◆ **Supplied passage**
● ● ● ●

I picked it up recently, intending to read myself to sleep, but stayed awake instead.  Jorinda and Joringel is a scary story with unexpected depths as well as features found in other celebrated stories.  One key image strikingly parallels a central symbol from India, which raises other questions.  Here is a summary of the tale:

***

Synopsis of “Jorinda and Joringel” in The Annotated Brothers Grimm

Once there was a witch who lived in a castle in the depths of a thick forest.  By day she took the shape of a cat or and owl, but at night she appeared as an old woman whose nose curved down to touch her chin.  She would kill and eat any bird or animal that ventured near.  If any human came within 100 feet of the castle, she would freeze them on the spot; they’d be unable to move until she released them.  She turned innocent girls into songbirds and keep them in cages inside the castle; she had 7000 birds and counting.

A beautiful maiden named Jorinda was betrothed to a youth named Joringel.  They enjoyed nothing more than spending time together, and one day they decided to walk in the woods.  “We just have to stay away from the castle,” Joringel said.

As the sun began to set, they heard the plaintive song of a turtledove. Jorinda began to weep while Jorindel sighed and felt oppressed with sadness. He noticed the wall of a nearby castle, but before he could utter a warning, Jorinda was turned into a nightingale. An owl with flashing eyes flew around them thrice and Joringel was frozen in place, a living statue unable to move.

The owl flew into a bush and a moment later an old woman emerged to carry Jorinda into the castle.  When she returned, she freed Joringel from the spell.  He fell to his knees and begged the witch to return his beloved, but she only said, “You will never see her again,” and departed.

● ● ● ●

[Stored data entries]
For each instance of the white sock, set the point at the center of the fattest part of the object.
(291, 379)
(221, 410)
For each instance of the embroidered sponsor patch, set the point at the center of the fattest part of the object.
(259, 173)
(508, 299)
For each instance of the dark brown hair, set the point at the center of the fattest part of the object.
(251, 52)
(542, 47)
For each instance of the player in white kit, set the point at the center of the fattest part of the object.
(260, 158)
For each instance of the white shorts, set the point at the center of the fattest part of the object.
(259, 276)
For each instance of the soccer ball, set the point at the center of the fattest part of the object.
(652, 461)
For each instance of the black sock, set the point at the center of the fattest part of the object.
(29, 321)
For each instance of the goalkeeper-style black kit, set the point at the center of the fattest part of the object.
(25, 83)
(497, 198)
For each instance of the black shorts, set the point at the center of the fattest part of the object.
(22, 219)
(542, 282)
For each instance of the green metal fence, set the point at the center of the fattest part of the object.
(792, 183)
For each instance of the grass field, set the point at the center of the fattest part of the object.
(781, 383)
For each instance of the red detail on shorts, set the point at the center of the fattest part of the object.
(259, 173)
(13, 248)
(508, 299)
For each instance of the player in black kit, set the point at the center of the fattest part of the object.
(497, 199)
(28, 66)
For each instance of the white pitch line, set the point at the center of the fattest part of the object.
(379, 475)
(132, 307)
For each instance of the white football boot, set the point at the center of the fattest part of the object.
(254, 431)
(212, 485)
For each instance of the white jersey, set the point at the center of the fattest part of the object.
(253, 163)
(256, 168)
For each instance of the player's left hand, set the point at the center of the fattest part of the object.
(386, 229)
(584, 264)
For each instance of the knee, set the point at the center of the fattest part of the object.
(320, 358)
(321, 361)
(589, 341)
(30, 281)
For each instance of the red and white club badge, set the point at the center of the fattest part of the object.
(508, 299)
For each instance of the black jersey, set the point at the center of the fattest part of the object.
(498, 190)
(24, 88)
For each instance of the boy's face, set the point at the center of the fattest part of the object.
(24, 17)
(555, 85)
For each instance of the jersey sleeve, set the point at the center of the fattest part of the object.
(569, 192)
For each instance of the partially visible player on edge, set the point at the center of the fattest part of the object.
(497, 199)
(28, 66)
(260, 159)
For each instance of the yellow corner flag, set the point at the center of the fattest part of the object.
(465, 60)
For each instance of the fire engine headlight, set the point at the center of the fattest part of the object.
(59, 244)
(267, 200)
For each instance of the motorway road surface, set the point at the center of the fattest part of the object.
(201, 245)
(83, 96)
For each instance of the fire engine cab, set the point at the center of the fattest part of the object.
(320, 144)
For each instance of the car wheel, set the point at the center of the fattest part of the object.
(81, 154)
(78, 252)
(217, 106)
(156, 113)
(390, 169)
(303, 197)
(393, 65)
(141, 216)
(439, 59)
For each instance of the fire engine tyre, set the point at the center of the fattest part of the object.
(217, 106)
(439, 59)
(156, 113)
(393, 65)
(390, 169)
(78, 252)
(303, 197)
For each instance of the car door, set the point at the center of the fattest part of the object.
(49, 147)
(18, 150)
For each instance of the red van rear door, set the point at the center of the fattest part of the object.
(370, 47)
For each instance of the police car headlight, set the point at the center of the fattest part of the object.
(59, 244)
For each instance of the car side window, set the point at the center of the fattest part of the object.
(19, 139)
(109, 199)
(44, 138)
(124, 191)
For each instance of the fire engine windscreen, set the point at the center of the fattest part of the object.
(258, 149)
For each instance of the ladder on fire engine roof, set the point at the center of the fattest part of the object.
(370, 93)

● ● ● ●

◆ **Directions for this task**
From the passage about Jorinda and Joringel, reproduce the text from "Once there was" up to and including "birds and counting.".

◆ **Result of the exercise**
Once there was a witch who lived in a castle in the depths of a thick forest.  By day she took the shape of a cat or and owl, but at night she appeared as an old woman whose nose curved down to touch her chin.  She would kill and eat any bird or animal that ventured near.  If any human came within 100 feet of the castle, she would freeze them on the spot; they’d be unable to move until she released them.  She turned innocent girls into songbirds and keep them in cages inside the castle; she had 7000 birds and counting.